[Extracted data entries]
━━━━━━━━━━━━━━━━
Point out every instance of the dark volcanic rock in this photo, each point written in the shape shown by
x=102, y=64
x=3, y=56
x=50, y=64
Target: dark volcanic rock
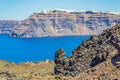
x=90, y=53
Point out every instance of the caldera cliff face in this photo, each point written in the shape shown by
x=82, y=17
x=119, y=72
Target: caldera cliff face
x=64, y=23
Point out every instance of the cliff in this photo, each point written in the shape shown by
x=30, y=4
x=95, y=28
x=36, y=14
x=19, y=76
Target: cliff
x=62, y=23
x=6, y=26
x=100, y=56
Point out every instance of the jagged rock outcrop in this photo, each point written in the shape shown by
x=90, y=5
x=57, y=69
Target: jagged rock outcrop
x=91, y=53
x=6, y=26
x=61, y=23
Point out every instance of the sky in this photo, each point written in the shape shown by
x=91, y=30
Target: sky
x=21, y=9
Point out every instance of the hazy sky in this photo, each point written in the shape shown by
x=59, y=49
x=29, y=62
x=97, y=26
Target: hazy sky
x=21, y=9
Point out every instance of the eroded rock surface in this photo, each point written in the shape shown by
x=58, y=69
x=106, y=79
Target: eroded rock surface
x=91, y=53
x=62, y=23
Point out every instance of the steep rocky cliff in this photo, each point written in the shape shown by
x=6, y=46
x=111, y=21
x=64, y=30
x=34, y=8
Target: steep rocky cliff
x=6, y=26
x=61, y=23
x=96, y=50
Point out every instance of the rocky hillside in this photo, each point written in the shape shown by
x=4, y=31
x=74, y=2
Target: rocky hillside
x=61, y=23
x=100, y=55
x=6, y=26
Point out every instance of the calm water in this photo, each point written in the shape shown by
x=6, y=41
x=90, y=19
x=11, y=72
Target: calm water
x=36, y=49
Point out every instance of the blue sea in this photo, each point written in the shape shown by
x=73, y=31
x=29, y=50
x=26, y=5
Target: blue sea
x=19, y=50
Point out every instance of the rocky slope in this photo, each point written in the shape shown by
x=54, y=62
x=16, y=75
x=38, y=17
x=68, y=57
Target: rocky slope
x=61, y=23
x=96, y=59
x=7, y=26
x=99, y=55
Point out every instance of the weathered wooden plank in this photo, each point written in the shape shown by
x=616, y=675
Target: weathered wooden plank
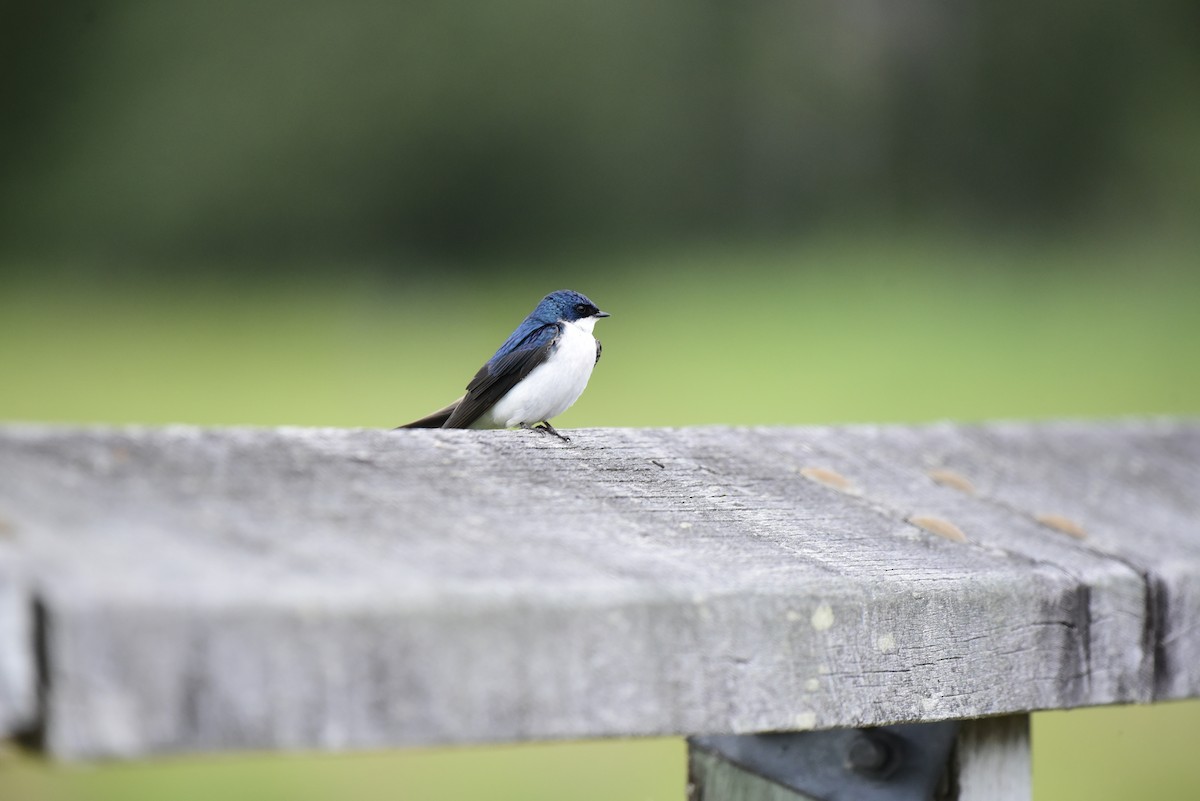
x=1133, y=488
x=333, y=589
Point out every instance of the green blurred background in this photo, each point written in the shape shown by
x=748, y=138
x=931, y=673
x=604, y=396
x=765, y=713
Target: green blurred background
x=330, y=214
━━━━━━━━━━━━━━━━
Transcribe the listing in full and omit the pictures.

▶ **ANSWER TO THIS PROBLEM**:
Point out every instance of the dark volcanic rock in this photo, each point written in the shape shown by
x=102, y=64
x=3, y=56
x=50, y=64
Target: dark volcanic rock
x=90, y=53
Point out every instance of the caldera cliff face in this photo, each point written in the shape shown by
x=82, y=17
x=119, y=72
Target: caldera cliff face
x=64, y=23
Point out every instance of the cliff in this photo, each point written in the shape shown by
x=30, y=4
x=95, y=28
x=36, y=14
x=19, y=76
Target: cliff
x=62, y=23
x=6, y=26
x=100, y=56
Point out every instance of the jagged rock outcrop in this photo, each point written in the shape shown by
x=90, y=5
x=57, y=69
Target: jagged rock outcrop
x=91, y=53
x=6, y=26
x=61, y=23
Point out every instance of the sky in this photo, each point written in the shape shown by
x=91, y=30
Target: sky
x=21, y=9
Point out every instance of the hazy sky in this photo, each point written in the shape shown by
x=59, y=49
x=29, y=62
x=97, y=26
Target: hazy sky
x=21, y=9
Point out every instance of the eroded rock surface in this photo, each point written in the shape shown by
x=58, y=69
x=106, y=79
Target: eroded rock surface
x=91, y=53
x=62, y=23
Point out every instance of the steep rocky cliff in this photo, each point written in the shape shown by
x=6, y=46
x=111, y=21
x=64, y=30
x=34, y=8
Target: steep rocky cliff
x=6, y=26
x=61, y=23
x=96, y=50
Point out every instance of the rocky hillside in this photo, each point written in the shape shown by
x=4, y=31
x=74, y=2
Target: rocky hillside
x=61, y=23
x=100, y=55
x=6, y=26
Point out every instance of the calm water in this photo, each point written in the shape shown by
x=6, y=41
x=90, y=19
x=11, y=72
Target: calm water
x=36, y=49
Point out every instance of the blue sea in this photo, each point written in the shape shown by
x=73, y=31
x=29, y=50
x=26, y=5
Target: blue sea
x=19, y=50
Point out every instance of the rocky slope in this photo, each point written in the shape shown by
x=54, y=62
x=16, y=75
x=38, y=17
x=68, y=57
Target: rocky slope
x=61, y=23
x=96, y=59
x=7, y=26
x=99, y=55
Point out every instance of the weathered wooden plank in this photo, each point written in the shape shown by
x=616, y=675
Target: weathered wooden plank
x=1133, y=488
x=333, y=589
Point out every instance of the green blurred background in this photo, each point written in the shape shown by
x=748, y=138
x=931, y=673
x=604, y=396
x=765, y=713
Target: green blurred background
x=330, y=214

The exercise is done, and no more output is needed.